● **EXERCISES TO COMPLETE**:
1. Write out the stretch of the post about Michael Rosen's book from "So I remember" through "to read it.", word for word.
2. Write what comes next in the post about Michael Rosen's book, picking up after its last sentence.

● **SELECTED TEXT**:
------------------------

Many Different Kinds of Love, by Michael Rosen
As a family, we love Michael Rosen's poetry. And I don't mean that we just read 'We're Going on a Bear Hunt' a lot as children (which we did anyway); I mean that we actually find ourselves quoting Michael Rosen's poetry quite a lot in our day to day language. It's ingrained in our family lingo. At the dinner table the other day, I challenged the family to think of all the Michael Rosen poetry that we regularly quote, and between us we came up with a list that just went on and on... From 'sucking on a sponge' to 'Keith's cupboard,' 'see my trainers' to the eminently quotable 'who do they think I am? Some kind of fool?', memorable lines from his poems appear surprisingly frequently. We even get lines like 'I'll have a please sandwich cheese' and 'hard luck Dave, I always knew you were weak' sneaking in there from time to time.
So I remember when, in March 2020, it came out on the news that Michael Rosen was in intensive care with Covid-19. I remember being quite worried at the time - the man was a national treasure, and I knew his poetry collection 'Mustard, Custard, Grumble-Belly and Gravy' so well... I remember hearing that he had been put into an induced coma with a 50:50 chance of waking up, and I remember hearing the miraculous news that he had indeed woken up from it six weeks later. I remember this all happening. So when I saw that Michael had published a book about this period of his life, combining newly written poetry, excerpts from his wife Emma's letters and text messages, and the patient diary kept by the NHS nurses and doctors whilst he was in a coma, I knew I had to read it.
We bought it for Mum, and she whipped through it in about three days. She kept reading out little bits of it to us in the car and we were all choking up listening. Before I managed to get my hands on it, it was lent out to Grandma - who, astonishingly, also finished it in about a week, and brought it back. My turn came, and I can absolutely understand how they both read it so quickly. After accidentally consuming half of it in one sitting, I decided I had to ration myself. But the whole thing was just such compelling reading; in spite of my best efforts to space out my portions, I still finished it in two days.

------------------------

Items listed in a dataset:
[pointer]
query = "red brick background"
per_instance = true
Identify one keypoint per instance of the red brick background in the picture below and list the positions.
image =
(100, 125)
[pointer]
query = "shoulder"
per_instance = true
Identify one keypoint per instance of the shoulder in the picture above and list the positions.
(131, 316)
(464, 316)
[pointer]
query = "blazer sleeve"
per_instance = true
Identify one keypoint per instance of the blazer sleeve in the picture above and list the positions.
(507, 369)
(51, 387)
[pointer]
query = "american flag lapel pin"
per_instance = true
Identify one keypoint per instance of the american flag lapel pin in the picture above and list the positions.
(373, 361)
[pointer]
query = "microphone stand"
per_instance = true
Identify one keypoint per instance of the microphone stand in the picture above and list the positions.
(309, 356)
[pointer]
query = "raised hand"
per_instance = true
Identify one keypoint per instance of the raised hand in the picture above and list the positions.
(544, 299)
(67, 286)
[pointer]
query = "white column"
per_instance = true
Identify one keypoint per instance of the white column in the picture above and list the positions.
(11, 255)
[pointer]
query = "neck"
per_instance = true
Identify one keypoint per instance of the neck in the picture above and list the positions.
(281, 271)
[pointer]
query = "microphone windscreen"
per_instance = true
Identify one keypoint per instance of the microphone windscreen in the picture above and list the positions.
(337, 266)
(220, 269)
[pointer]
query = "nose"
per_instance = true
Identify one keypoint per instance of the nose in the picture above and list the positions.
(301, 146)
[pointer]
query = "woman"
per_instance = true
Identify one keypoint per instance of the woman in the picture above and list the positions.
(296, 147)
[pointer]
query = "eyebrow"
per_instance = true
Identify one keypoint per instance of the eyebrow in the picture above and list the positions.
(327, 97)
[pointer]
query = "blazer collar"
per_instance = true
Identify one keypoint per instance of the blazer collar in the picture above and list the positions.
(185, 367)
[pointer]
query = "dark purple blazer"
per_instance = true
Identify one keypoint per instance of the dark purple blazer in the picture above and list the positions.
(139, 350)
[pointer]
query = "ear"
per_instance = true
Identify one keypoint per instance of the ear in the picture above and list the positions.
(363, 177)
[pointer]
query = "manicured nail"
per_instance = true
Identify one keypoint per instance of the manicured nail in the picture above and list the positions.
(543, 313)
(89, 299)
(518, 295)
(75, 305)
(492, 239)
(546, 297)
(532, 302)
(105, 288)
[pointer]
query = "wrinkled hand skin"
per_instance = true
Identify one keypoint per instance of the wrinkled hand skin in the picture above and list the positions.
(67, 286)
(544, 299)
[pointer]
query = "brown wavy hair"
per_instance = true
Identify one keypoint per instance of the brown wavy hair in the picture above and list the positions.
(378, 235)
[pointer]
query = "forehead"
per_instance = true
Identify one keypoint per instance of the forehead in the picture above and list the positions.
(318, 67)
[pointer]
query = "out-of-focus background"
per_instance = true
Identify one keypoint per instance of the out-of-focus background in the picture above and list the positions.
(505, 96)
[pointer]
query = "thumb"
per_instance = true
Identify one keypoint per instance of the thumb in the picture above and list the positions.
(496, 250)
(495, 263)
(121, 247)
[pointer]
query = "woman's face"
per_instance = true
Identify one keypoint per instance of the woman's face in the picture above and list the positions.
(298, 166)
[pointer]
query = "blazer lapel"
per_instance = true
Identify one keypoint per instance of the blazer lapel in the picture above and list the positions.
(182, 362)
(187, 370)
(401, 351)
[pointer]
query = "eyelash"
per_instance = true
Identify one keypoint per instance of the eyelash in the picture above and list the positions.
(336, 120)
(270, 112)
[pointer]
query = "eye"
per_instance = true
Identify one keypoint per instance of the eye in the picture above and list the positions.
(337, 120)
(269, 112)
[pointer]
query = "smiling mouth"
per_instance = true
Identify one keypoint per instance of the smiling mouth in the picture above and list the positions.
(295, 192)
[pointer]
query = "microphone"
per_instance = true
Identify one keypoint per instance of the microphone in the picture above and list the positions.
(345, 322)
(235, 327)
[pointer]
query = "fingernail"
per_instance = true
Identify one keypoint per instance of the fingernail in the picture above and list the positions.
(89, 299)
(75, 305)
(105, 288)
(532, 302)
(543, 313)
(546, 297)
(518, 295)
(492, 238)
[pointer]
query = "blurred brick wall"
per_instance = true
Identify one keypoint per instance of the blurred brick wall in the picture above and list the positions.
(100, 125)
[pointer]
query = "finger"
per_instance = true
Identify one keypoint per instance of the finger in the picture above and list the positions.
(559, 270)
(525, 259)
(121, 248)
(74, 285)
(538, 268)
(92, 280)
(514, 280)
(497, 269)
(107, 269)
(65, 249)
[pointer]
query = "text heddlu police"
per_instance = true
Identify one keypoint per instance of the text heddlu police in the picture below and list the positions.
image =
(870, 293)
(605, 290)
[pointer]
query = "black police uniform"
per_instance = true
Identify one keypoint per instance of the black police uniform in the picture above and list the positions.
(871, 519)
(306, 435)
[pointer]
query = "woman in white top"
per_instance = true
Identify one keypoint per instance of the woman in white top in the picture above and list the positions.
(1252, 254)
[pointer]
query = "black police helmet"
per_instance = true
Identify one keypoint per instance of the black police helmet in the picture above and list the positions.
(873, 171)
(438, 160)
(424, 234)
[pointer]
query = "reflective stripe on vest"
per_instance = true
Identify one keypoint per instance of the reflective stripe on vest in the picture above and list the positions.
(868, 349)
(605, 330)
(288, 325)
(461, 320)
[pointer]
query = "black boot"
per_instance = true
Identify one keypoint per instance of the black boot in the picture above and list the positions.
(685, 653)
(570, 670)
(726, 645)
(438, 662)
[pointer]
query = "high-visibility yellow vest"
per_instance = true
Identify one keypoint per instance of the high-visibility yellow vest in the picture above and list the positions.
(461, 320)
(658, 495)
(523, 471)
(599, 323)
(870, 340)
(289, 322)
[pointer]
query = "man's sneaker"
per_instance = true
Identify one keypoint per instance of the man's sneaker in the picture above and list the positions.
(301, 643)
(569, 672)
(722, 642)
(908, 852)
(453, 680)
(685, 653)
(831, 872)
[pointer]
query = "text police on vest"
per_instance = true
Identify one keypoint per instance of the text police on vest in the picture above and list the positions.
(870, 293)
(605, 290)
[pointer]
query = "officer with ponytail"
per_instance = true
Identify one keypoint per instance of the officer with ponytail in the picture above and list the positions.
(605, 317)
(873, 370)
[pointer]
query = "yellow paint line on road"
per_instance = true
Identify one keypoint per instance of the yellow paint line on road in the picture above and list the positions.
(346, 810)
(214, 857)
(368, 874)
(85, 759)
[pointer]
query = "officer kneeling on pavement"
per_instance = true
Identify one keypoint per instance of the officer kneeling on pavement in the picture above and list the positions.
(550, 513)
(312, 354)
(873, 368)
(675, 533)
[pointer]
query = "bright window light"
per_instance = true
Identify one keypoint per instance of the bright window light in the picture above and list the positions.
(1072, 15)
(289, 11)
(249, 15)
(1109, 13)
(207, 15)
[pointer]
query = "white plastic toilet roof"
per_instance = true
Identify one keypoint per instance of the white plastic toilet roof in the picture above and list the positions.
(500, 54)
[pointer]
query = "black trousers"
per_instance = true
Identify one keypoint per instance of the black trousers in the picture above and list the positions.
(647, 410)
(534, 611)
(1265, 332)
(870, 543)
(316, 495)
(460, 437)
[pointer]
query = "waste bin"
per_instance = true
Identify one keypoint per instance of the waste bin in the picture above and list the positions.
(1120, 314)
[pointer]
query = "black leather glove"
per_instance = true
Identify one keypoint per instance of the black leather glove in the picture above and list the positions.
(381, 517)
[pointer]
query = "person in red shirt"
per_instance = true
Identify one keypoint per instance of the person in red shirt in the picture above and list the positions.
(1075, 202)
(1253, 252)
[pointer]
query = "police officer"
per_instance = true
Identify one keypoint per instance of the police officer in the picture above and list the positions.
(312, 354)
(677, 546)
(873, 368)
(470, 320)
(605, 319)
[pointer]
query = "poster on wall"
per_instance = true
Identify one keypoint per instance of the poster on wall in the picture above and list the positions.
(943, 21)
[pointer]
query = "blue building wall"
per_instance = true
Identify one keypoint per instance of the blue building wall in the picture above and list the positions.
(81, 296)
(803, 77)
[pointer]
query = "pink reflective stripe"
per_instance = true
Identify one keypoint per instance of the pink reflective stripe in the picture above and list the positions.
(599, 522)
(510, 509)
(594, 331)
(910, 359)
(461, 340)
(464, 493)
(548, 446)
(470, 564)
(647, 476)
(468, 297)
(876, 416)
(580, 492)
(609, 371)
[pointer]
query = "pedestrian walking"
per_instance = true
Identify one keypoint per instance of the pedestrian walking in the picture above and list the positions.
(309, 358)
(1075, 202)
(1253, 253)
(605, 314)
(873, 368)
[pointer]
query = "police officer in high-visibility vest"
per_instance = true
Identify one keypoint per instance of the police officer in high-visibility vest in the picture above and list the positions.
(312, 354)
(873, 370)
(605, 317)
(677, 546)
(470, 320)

------------------------

● **PER-TASK OUTPUTS**:
1.
So I remember when, in March 2020, it came out on the news that Michael Rosen was in intensive care with Covid-19. I remember being quite worried at the time - the man was a national treasure, and I knew his poetry collection 'Mustard, Custard, Grumble-Belly and Gravy' so well... I remember hearing that he had been put into an induced coma with a 50:50 chance of waking up, and I remember hearing the miraculous news that he had indeed woken up from it six weeks later. I remember this all happening. So when I saw that Michael had published a book about this period of his life, combining newly written poetry, excerpts from his wife Emma's letters and text messages, and the patient diary kept by the NHS nurses and doctors whilst he was in a coma, I knew I had to read it.

2.
The poetry in it is just so moving. It's prose poetry, so stylistic of Michael Rosen, and I think it's just the perfect mode of expression to communicate everything that he went through. It reads like a series of thoughts, which makes it very raw, very honest, very real. Bits of it made me well up, like when he reflects on all the moments he could have died:
If Emma hadn't called the GP neighbour
if she hadn't tested me
I would have just faded away
a few hours later
all systems failing.
If the doctors hadn't put me on their machines:
ventilator and tracheostomy
I might have died for lack of oxygen,
if the nurses hadn't suctioned the secretions
out of my lungs
I might have drowned in my own phlegm,
if they hadn't played the music
that Emma had chosen
I might have stayed in a coma.
All those FaceTime phone calls
when she told me not to worry,
don't worry about a thing
how I was going to be OK
and she was telling people that I was
getting better
and I realised she was holding me,
propping me up with words.
All that care and belief and love
keeping me in the world.
I look at Emma
and try to tell her
but I'm often too upset to be able to say it
and just put a hand over my eyes
and feel the tears.
I've got a lump in my throat just typing it out here! At times it's harrowing, and at times it also manages to be extremely funny. But the thread that binds it all together is the overwhelming love that permeated his whole coronavirus journey. And this really comes through in the bits that aren't poetry - in the messages from his wife Emma sending love and support and telling him to carry on, and in the NHS patient diary.
The patient diary blew my mind. Every day that Michael was in an induced coma (six whole weeks), the doctors and nurses that cared for him wrote a diary explaining who they each were and what they had done to look after him that day or that night. He was then given this diary once he had woken up, in order that he would have some way of knowing what happened in a time that he wouldn't be able to remember anything of. And their care was incredible. They washed him, and gave him a shave, and put him in a more comfortable position, and played him music, and chatted to him, and sung him happy birthday when it was his birthday... You also get to see from reading this diary the sheer number of staff members that were drafted in from other departments to help out in intensive care as the pandemic was taking off - speech and language therapists, paediatricians, physios... The encouragement and love they show in their writing to him is so powerful to read. And so many of them also thank him for his poetry, which is tear-jerkingly lovely.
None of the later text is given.